§ **WHAT IS EXPECTED**
Pick every line with "wheel" from the material below.

§ **PROVIDED INFORMATION**
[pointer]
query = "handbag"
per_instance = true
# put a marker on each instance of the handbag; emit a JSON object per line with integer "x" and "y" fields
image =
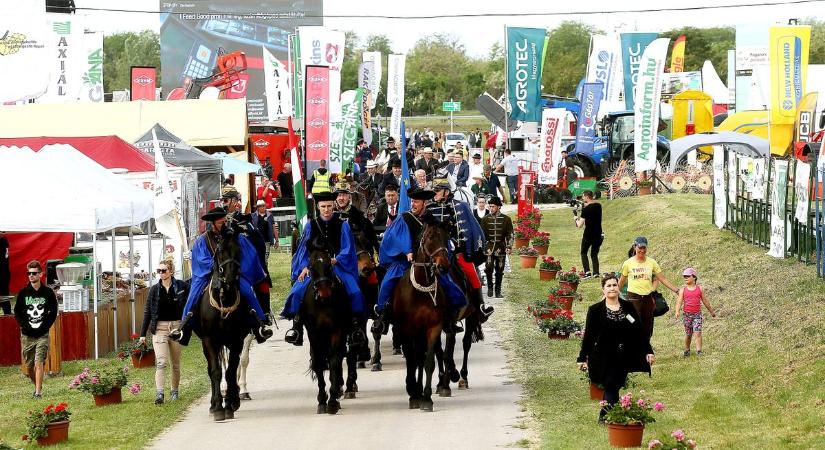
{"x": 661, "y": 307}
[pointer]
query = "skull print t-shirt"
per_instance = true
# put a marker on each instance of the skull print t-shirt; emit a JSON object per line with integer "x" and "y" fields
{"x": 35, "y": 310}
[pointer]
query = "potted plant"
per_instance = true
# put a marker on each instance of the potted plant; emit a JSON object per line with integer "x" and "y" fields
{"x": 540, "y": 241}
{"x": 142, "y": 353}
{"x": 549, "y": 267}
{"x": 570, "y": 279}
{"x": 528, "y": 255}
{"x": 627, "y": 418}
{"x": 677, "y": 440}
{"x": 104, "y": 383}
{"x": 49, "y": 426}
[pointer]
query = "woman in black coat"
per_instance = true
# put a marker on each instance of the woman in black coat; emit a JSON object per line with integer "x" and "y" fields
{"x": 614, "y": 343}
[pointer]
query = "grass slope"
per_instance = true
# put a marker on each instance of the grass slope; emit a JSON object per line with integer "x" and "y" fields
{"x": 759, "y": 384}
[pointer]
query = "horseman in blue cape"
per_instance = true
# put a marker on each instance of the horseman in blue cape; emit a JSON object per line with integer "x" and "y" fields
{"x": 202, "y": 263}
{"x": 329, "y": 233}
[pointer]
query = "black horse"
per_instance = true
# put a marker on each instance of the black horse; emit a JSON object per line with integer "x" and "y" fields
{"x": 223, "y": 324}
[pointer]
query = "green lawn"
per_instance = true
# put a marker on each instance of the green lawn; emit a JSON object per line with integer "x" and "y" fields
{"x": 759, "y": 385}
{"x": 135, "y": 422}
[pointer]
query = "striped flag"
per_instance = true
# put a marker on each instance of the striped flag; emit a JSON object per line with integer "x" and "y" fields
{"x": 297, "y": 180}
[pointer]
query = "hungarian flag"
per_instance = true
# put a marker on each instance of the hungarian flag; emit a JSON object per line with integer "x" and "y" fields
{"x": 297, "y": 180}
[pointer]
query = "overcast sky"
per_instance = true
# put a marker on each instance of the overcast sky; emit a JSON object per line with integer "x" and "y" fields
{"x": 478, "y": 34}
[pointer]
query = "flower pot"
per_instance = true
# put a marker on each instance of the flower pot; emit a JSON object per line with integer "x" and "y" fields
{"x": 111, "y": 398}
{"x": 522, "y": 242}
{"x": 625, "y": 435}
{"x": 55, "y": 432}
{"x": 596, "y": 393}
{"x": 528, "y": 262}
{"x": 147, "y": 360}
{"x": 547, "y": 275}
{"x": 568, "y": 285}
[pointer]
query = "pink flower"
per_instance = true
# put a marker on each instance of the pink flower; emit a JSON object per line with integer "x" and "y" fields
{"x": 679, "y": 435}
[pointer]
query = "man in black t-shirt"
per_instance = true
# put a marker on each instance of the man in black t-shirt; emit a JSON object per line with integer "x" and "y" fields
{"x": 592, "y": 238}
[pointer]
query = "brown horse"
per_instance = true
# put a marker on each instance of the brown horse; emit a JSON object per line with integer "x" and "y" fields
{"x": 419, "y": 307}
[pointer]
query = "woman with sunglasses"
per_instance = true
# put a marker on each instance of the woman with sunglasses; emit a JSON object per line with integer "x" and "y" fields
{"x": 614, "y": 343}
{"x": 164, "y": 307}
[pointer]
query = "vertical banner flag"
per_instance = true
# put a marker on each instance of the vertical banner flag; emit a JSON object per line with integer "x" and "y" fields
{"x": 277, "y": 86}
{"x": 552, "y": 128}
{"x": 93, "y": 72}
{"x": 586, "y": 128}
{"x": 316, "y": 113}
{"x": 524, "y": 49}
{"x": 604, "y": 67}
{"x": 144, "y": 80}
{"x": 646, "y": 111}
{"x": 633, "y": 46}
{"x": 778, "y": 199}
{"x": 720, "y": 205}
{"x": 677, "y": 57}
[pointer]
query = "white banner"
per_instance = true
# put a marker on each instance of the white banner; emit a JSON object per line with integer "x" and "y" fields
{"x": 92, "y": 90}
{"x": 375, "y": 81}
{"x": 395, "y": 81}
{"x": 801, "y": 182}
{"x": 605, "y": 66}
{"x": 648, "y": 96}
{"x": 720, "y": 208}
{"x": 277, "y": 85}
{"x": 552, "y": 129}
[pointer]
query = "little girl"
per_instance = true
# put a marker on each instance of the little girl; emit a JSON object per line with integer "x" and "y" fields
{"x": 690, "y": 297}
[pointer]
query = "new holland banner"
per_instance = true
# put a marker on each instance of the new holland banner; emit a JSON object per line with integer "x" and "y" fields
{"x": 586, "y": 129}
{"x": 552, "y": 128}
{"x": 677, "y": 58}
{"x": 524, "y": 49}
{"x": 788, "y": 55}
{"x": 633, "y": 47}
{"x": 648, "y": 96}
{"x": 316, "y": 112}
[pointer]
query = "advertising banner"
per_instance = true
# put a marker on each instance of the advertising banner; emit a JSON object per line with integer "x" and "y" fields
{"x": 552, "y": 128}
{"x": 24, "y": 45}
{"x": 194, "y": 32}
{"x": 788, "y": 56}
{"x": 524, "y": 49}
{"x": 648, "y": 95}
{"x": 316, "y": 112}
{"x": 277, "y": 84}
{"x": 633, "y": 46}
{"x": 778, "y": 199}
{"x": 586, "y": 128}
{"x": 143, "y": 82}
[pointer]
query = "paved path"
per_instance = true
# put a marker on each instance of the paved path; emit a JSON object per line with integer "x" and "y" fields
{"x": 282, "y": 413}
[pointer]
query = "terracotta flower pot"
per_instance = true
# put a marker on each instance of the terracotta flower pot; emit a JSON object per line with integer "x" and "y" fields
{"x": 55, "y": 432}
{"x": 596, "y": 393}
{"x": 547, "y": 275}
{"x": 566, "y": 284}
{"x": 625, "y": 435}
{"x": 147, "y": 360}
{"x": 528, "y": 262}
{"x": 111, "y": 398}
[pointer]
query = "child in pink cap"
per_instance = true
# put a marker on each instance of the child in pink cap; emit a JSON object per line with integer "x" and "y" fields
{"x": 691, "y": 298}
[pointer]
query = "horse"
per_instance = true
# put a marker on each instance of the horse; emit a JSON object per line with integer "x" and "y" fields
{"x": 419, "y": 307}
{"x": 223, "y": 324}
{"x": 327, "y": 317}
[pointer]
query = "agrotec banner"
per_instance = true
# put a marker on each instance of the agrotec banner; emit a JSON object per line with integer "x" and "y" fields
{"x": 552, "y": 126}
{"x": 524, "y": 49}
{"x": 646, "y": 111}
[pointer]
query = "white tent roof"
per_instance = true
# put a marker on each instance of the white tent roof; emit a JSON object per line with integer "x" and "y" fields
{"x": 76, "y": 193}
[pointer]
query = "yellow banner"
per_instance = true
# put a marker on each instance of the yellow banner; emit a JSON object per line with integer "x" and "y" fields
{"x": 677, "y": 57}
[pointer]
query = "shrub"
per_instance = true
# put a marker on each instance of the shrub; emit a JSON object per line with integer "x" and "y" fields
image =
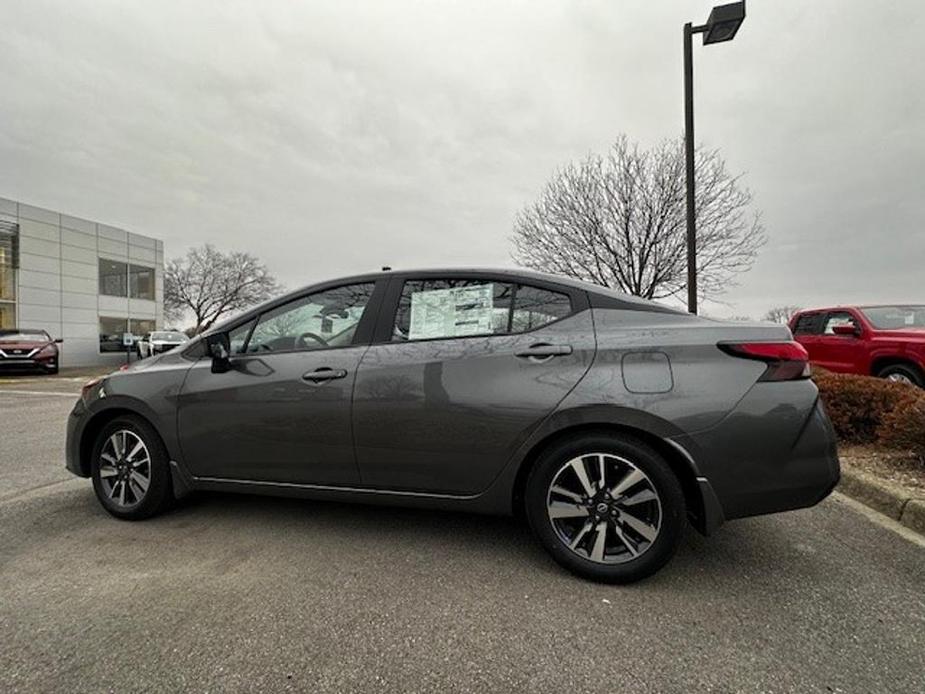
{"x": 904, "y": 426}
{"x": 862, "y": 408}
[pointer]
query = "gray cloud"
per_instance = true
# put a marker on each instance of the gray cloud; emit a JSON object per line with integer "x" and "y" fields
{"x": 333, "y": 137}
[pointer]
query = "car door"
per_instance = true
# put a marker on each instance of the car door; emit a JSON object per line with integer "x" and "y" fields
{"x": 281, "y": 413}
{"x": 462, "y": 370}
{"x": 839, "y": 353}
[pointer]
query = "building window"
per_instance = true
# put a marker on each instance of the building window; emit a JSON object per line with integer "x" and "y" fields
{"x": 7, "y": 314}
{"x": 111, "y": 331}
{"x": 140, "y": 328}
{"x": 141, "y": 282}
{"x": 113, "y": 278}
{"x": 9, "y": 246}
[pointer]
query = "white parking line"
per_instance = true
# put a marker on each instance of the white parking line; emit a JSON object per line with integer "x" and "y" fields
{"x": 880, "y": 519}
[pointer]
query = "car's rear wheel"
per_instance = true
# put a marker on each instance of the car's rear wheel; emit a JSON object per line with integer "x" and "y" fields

§ **EXPECTED ANSWER**
query = "car's rear wheel"
# put a marker on each instance of the car's rear wheel; emit a JSON object per line with integer "x" and "y" fields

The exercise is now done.